▶ REQUIREMENT:
The listing below must be repeated word for word, with its images excluded.

▶ ENTRIES SHOWN:
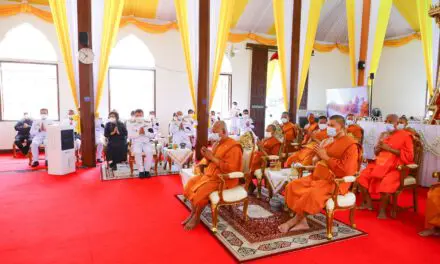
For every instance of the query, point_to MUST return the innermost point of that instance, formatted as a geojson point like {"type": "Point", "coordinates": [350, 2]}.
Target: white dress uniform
{"type": "Point", "coordinates": [141, 144]}
{"type": "Point", "coordinates": [99, 137]}
{"type": "Point", "coordinates": [39, 137]}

▶ TASK ANSWER:
For every instance of the query, point_to MUST return the innermost point of that instance, formatted as a geojson point like {"type": "Point", "coordinates": [350, 2]}.
Target: white dress uniform
{"type": "Point", "coordinates": [141, 144]}
{"type": "Point", "coordinates": [99, 137]}
{"type": "Point", "coordinates": [39, 137]}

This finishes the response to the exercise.